→ DOCUMENT EXTRACT:
----
The Beating Heart of Argentina

Image: Boats entering the port | Tulane University Digital Library

In this image of the Port of Buenos Aires, taken in the latter half of the 19th century, we see the bustling ambiance of international trade, and the local focus on export. Buenos Aires emerged as a center of transport early on, due to its strategic location at one of the only navigable rivers in Latin America. The latter construction of railways further cemented it as the undisputed center of trade in Argentina. Railways spread out like a spider web across the nation, all originating from this center of commerce. This clear focus on connection of rural areas to a major trading port already hints at the importance of raw goods exportation within Argentina. As Celso Furtado marks in his writings on Neocolonial Economics, the case of Argentina was one of the most remarkable. Along with railway construction, the nation’s population doubled, and cereal exports rose five-fold. Cereal would be a typical product of Argentina, as it focused on the first of three commodities, temperate goods. The image encapsulates the very focus of Argentina at the time, maritime export of raw goods and the focus on the development of Buenos Aires and its connection to rural areas.
----
→ PROBLEMS TO SOLVE:
[1] In the text on the Port of Buenos Aires, how much did cereal exports grow alongside railway construction?
[2] Write the next few sentences of the text on the Port of Buenos Aires, picking up after its final sentence.

→ SUPPLIED ENTRIES:
----
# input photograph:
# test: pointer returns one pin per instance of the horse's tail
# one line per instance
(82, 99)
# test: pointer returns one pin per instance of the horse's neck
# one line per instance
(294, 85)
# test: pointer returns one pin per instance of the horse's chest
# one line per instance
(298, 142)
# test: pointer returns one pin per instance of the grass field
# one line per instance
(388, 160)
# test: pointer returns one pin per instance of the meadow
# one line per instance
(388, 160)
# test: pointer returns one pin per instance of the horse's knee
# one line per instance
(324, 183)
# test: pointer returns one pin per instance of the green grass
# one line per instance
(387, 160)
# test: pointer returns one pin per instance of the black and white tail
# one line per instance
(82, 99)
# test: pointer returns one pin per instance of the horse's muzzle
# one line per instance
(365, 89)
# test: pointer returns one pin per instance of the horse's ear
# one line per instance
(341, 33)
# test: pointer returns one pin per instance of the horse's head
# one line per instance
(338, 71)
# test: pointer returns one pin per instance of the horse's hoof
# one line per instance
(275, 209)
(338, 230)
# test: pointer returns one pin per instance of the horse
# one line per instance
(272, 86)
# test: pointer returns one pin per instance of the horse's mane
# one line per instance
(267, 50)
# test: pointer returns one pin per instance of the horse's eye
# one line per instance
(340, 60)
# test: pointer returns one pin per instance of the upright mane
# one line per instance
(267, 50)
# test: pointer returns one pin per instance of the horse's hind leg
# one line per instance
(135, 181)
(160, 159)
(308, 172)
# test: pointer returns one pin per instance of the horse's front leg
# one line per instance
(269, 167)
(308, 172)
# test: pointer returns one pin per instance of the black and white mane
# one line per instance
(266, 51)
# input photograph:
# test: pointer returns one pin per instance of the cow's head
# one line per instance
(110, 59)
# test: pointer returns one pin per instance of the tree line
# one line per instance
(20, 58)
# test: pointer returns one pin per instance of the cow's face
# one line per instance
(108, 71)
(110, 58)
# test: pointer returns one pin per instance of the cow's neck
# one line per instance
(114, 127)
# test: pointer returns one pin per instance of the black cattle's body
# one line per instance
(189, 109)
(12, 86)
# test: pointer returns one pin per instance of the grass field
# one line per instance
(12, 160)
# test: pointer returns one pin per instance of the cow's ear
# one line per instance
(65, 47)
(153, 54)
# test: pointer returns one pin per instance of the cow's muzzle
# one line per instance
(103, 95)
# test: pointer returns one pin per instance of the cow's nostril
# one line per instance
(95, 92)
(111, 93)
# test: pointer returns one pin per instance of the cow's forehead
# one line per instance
----
→ SOLVED TASKS:
[1] They rose five-fold.

[2]
Neocolonial foreign investments were rampant around these times. The buildings in the harbor may not merely look European architecturally, but could even be foreign owned, by nations like the United States or Great Britain. If this image was shown unlabelled it could have well been assumed that this was a harbor somewhere in the British Isles. 

Ultimately the influence and sheer reliance on foreign nations is evident. Should this harbor become empty, the entire nation would grind to a halt. The beating heart of Argentina at the mercy of the industrialized nations of the world. Inseparably, Argentina and other producers of temperate commodities like Uruguay had turned themselves into a new frontier of the European economy.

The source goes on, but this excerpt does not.